:: Given passage

The problem is of our own creation, thanks to weakening of governance and breakdown of social systems. Public representatives must take the lead, with unsparing and impartial police, caring parents and strict teachers, responsible community participation, and expeditious judiciary. All must work in tandem.

We made this happen, and succeeded. This plan is based on not mere recall, but duly documented. And it was a major reason recorded in my Ramon Magsaysay Award citation in 1994. Where there’s a will, there is a way — not a cliché, it’s true!

Saturday, April 12, 2014

मतदान न करना जिम्मेदारी से भागने जैसा

Our vote will decide quality of governance

India is world's largest democracy with 81 crore voters, of which 10 crore are first-timers. The right to vote comes to us every five years to elect our Parliament and state assemblies. We also elect our municipal councillors and panchayats. It is this one vote collectively counted that brings into power a group of people who then govern us for five years.

None of them can be recalled once elected for there is no provision in our Constitution to do so. We as voters have only been recently given the right to 'No Vote' if we do not like any candidate. But even that does not amount to recalling the elected candidate.
Sacred responsibilityHence, voting is our sacred responsibility for the quality of governance of the village, district, state and the country. How have we exercised this power in the past over 60 years? Did we consider it as a conscientious duty which must be performed with a sense of full responsibility?
Voting is not compulsory in our country unlike in some other countries such as Australia. But it is our duty as a citizen.
In the past, in some key metropolitan cities, the voting percentage was even less than 50%. This is negation of one's responsibility as a citizen. If one does that, one has no right to complain about bad governance. Hence, let us commit that this time no one will miss this sacred duty.
Once at the polling station, we need vote for the future of the country rising above narrow interests. We should know full well who are we voting for and why. Is it in national interest or we are having a personal and narrow view?

::::

**Prompt 1**
Output the stretch of the passage on voting from "Voting is not" through "this sacred duty.".
**Prompt 2**
According to the passage on voting, how many of India's voters are first-timers?
The listing after this point is separate material with no connection to the passage on voting.

:: Dataset content

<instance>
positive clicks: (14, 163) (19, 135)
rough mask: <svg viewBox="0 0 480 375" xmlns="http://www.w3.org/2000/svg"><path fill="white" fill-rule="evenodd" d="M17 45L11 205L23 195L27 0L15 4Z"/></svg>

::::

**Written answer 1**
Voting is not compulsory in our country unlike in some other countries such as Australia. But it is our duty as a citizen.
In the past, in some key metropolitan cities, the voting percentage was even less than 50%. This is negation of one's responsibility as a citizen. If one does that, one has no right to complain about bad governance. Hence, let us commit that this time no one will miss this sacred duty.

**Written answer 2**
10 crore.